──────── 提取数据

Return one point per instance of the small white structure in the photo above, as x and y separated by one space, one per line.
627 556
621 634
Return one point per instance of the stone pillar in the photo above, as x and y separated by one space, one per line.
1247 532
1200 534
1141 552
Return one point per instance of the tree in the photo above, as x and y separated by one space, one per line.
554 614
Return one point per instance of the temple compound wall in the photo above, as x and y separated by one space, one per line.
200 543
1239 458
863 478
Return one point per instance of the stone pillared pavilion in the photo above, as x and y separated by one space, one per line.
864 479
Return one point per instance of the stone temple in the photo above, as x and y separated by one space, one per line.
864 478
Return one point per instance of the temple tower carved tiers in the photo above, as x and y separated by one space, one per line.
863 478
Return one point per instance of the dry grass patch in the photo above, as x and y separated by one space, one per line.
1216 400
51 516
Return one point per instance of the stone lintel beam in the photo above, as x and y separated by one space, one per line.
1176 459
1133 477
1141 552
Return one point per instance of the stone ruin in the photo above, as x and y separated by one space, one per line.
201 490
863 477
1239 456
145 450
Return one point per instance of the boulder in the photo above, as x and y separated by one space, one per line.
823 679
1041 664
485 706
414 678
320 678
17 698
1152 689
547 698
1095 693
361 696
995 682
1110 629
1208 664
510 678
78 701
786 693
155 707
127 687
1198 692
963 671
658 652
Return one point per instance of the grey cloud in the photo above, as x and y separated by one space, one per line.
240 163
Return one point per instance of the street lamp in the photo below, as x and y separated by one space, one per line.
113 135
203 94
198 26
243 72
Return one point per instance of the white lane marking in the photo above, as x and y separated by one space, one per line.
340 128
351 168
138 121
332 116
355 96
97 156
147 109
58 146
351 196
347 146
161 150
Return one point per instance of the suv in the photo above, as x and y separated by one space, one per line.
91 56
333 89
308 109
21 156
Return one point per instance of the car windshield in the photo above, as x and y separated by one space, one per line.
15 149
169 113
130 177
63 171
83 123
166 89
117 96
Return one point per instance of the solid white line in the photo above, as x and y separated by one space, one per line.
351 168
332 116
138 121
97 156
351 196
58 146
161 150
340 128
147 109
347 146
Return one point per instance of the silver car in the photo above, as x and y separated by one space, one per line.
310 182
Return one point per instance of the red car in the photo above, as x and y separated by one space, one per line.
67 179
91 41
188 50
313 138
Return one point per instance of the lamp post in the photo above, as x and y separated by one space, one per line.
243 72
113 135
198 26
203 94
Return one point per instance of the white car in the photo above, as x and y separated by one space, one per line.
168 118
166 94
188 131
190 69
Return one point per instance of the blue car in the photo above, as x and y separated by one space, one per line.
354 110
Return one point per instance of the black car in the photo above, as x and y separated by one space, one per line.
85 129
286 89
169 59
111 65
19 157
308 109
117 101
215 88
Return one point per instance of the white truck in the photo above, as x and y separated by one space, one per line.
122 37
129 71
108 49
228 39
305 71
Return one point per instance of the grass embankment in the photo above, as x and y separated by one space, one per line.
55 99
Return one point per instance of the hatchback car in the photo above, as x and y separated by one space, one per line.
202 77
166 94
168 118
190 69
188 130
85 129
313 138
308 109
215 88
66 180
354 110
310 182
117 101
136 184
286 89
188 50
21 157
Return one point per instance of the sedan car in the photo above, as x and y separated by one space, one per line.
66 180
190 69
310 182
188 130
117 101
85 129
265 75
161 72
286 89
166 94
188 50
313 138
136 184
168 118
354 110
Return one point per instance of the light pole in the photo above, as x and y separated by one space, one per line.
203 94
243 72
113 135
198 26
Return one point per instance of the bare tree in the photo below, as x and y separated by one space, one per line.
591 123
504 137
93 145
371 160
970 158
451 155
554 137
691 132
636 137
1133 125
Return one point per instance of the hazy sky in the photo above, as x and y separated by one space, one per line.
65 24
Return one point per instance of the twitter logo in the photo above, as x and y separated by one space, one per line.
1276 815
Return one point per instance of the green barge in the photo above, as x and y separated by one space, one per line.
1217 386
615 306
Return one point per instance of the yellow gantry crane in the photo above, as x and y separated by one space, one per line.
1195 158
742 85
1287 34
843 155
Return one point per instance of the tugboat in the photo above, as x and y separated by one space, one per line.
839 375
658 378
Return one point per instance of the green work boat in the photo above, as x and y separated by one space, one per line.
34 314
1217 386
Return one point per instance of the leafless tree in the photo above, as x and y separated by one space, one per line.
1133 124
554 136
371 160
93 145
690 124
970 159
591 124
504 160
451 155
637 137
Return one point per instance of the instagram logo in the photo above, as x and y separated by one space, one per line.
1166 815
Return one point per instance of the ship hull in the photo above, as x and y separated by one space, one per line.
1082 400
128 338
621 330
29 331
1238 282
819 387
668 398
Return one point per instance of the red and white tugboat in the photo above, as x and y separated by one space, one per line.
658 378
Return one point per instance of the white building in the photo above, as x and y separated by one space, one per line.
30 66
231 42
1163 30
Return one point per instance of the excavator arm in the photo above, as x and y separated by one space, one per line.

────────────────

» **目标**: 把上面的所有行逐字照抄一遍，一行也不要改动。

» **完整解答**:
Return one point per instance of the small white structure in the photo above, as x and y separated by one space, one per line.
627 556
621 634
Return one point per instance of the stone pillar in the photo above, as x and y separated by one space, one per line.
1247 532
1200 534
1141 552
Return one point per instance of the tree in the photo above, as x and y separated by one space, one per line.
554 614
Return one point per instance of the temple compound wall in the photo above, as x and y separated by one space, one per line.
200 543
1239 458
863 478
Return one point per instance of the stone pillared pavilion in the photo above, as x and y separated by one space, one per line.
864 479
Return one point per instance of the stone temple in the photo above, as x and y separated by one space, one per line.
864 478
Return one point per instance of the temple tower carved tiers in the photo above, as x and y separated by one space, one per line.
863 478
Return one point per instance of the dry grass patch in the photo above, as x and y separated by one space, one per line.
1216 400
51 516
Return one point per instance of the stone lintel beam in the photo above, as x and y separated by one space, one per line.
1176 459
1133 477
1141 552
Return one point per instance of the stone ruin in the photo above, as x and y separated by one space, one per line.
201 490
863 477
1239 456
145 450
Return one point per instance of the boulder in the photo above, as x and y separated by one space, one per line.
823 679
1041 664
485 706
414 678
320 678
17 698
1152 689
547 698
1095 693
361 696
995 682
1110 629
1208 664
510 678
78 701
786 693
155 707
127 687
1198 692
963 671
658 652
Return one point per instance of the grey cloud in the photo above, as x and y separated by one space, one per line.
240 163
Return one point per instance of the street lamp in the photo below, as x and y separated by one space, one per line.
113 135
203 94
198 26
243 72
Return one point per instance of the white lane marking in the photo above, as x and y separated by one space, one per line.
340 128
351 168
138 121
332 116
355 96
97 156
147 109
58 146
351 196
347 146
161 150
Return one point per instance of the suv in the photo above, as x and y separated by one space, one per line.
91 56
333 89
308 109
21 156
Return one point per instance of the car windshield in the photo above, as x and y separated by one space, one per line.
15 149
169 113
130 177
63 171
83 123
166 89
117 96
Return one point per instance of the solid white line in the photo above, as x and y separated by one space, one per line.
351 168
332 116
138 121
97 156
351 196
58 146
161 150
340 128
147 109
347 146
Return one point per instance of the silver car in the photo above, as x and y separated by one space, one per line.
310 182
Return one point per instance of the red car in the photo above, as x and y separated by one space, one per line.
67 179
91 41
188 50
313 138
Return one point per instance of the lamp post in the photo above, as x and y separated by one space, one per line.
243 72
113 135
198 26
203 94
Return one point per instance of the white car in the photo above, as x and y separated by one space, one per line.
168 118
166 94
188 131
190 69
Return one point per instance of the blue car in the photo above, as x and y separated by one space, one per line.
354 110
Return one point per instance of the black car in the photo above, as x and y separated by one space, one per line.
85 129
286 89
169 59
111 65
19 157
308 109
117 101
215 88
Return one point per instance of the white truck in the photo above, as x and y separated by one space, one per line.
122 37
129 71
108 49
228 39
305 71
Return one point per instance of the grass embankment in the photo above, as x and y separated by one space, one per line.
55 99
Return one point per instance of the hatchback car in the photo above, as x and y separated by one space, one per line.
202 77
166 94
168 118
190 69
188 130
85 129
313 138
308 109
215 88
66 180
354 110
310 182
117 101
136 184
286 89
188 50
21 157
Return one point per instance of the sedan car in the photo above, as x and y separated by one space, one per line.
66 180
190 69
310 182
188 130
117 101
85 129
265 75
161 72
286 89
166 94
188 50
313 138
136 184
168 118
354 110
Return one point per instance of the light pole in the photo above, as x and y separated by one space, one per line.
203 94
243 72
113 135
198 26
Return one point per instance of the bare tree in the photo below, as x and y separated by one space, one per line.
591 123
504 137
93 145
371 160
970 158
451 155
554 137
691 132
636 137
1133 125
Return one point per instance of the hazy sky in the photo above, as x and y separated by one space, one per line.
65 24
Return one point per instance of the twitter logo in the photo above, as x and y separated by one space, one per line.
1276 815
Return one point per instance of the green barge in the photo above, as x and y separated by one space, one per line.
1217 386
615 306
Return one point per instance of the yellow gantry crane in the photo above, as x and y separated by one space, one per line.
1195 158
742 85
1287 34
843 155
Return one point per instance of the tugboat in the photo above, as x and y separated by one space, one per line.
839 375
658 378
Return one point per instance of the green work boat in the photo above, as x and y separated by one space, one per line.
34 314
1217 386
Return one point per instance of the leafless tree in the photo above, as x and y separated by one space, one per line.
1133 124
554 136
371 160
93 145
690 124
970 159
591 124
504 160
451 155
637 137
Return one point per instance of the instagram logo in the photo above, as x and y separated by one space, one per line.
1166 815
Return one point per instance of the ship hull in the photo above, as x and y separated by one space, one per line.
1082 400
128 338
621 330
29 331
1238 282
819 387
668 398
Return one point per instance of the red and white tugboat in the photo above, as x and y separated by one space, one per line.
658 378
Return one point per instance of the white building in the photo above, as x and y separated by one space, one per line.
30 66
231 42
1163 30
Return one point per instance of the excavator arm in the photo above, as x and y separated by one space, one per line.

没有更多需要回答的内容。